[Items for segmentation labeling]
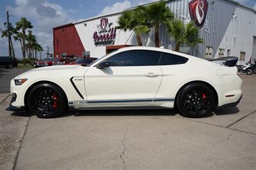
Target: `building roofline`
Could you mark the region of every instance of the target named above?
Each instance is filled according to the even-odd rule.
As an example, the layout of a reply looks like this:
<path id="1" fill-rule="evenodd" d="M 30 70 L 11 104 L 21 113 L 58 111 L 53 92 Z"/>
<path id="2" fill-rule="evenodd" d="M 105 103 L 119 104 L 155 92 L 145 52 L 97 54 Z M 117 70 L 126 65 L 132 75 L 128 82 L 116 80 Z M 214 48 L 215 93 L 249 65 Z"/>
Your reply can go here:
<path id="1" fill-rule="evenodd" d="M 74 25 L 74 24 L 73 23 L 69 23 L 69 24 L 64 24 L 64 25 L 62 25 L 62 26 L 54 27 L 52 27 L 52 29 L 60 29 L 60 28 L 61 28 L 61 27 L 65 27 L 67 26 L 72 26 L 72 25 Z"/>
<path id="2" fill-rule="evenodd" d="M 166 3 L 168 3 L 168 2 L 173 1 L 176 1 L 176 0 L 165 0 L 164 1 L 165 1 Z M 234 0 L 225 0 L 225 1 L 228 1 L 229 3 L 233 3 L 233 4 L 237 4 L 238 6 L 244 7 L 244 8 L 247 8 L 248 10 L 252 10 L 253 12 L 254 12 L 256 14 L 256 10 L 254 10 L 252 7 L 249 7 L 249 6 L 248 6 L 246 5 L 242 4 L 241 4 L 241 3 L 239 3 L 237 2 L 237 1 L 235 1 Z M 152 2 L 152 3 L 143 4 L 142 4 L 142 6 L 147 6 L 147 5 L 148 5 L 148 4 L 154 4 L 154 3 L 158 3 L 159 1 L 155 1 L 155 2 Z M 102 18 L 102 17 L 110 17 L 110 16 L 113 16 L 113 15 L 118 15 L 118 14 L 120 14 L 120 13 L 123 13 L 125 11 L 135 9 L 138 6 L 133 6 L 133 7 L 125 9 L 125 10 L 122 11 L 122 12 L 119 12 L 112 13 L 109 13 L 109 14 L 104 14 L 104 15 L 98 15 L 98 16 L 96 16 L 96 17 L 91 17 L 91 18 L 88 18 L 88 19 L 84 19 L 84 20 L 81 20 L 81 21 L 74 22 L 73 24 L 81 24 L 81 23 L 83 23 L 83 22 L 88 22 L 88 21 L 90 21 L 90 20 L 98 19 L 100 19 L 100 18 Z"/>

==

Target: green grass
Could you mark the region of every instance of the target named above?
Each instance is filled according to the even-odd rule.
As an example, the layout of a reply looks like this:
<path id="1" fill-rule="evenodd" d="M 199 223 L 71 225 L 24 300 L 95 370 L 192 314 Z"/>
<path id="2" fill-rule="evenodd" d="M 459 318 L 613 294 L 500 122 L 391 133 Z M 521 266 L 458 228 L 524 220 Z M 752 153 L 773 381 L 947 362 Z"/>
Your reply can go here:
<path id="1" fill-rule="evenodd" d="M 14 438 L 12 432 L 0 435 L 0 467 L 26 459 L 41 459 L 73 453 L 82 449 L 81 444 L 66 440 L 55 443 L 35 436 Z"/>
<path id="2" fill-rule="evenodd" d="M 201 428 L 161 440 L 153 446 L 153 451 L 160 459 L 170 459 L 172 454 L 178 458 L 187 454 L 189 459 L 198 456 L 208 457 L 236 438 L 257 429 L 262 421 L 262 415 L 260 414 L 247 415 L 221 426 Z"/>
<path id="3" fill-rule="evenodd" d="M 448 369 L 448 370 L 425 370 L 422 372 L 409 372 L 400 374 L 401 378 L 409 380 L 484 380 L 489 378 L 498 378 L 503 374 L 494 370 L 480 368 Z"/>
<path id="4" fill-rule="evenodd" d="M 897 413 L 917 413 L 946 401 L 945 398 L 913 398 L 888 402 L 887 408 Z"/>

...

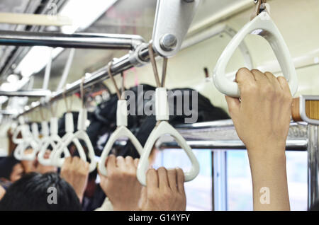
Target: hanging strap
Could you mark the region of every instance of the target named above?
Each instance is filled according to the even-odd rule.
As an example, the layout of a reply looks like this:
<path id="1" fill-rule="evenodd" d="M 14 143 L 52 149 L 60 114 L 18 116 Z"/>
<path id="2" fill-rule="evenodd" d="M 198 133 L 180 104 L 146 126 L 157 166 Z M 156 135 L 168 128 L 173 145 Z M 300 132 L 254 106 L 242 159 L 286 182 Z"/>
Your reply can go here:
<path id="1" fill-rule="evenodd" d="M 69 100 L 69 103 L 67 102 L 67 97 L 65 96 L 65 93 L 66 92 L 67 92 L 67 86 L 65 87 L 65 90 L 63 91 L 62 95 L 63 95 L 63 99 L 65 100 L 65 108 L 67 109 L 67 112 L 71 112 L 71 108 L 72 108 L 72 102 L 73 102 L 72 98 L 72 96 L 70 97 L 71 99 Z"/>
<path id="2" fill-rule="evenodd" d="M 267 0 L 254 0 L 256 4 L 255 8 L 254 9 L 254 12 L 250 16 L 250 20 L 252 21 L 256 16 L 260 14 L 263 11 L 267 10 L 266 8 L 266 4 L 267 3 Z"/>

AIM OF THE TASK: Quote the listing word for word, from the line containing "Target: hanging strap" down to the line containing "267 0 L 254", including both of those lines.

TASK RESPONSE:
Target: hanging strap
Could you mark the region of every instance of the target named above?
Each instance is filled according to the even-odd rule.
As an example, the layout of a reply looks like this:
<path id="1" fill-rule="evenodd" d="M 14 143 L 52 149 L 60 114 L 18 116 Z"/>
<path id="2" fill-rule="evenodd" d="M 198 133 L 180 104 L 146 126 L 157 166 Z M 156 135 L 168 128 L 173 145 Z M 300 132 L 254 106 L 242 159 L 286 182 Z"/>
Your reply can go here:
<path id="1" fill-rule="evenodd" d="M 69 100 L 69 103 L 67 102 L 67 97 L 65 96 L 65 93 L 66 92 L 67 92 L 67 86 L 65 87 L 65 90 L 63 91 L 62 95 L 63 95 L 63 99 L 65 100 L 65 108 L 67 109 L 67 112 L 71 112 L 71 108 L 72 108 L 72 102 L 73 102 L 72 98 L 72 96 L 70 97 L 71 99 Z"/>
<path id="2" fill-rule="evenodd" d="M 267 0 L 254 0 L 256 4 L 255 8 L 254 9 L 254 12 L 250 16 L 250 20 L 252 21 L 256 16 L 260 14 L 263 11 L 267 10 L 266 8 L 266 4 L 267 3 Z"/>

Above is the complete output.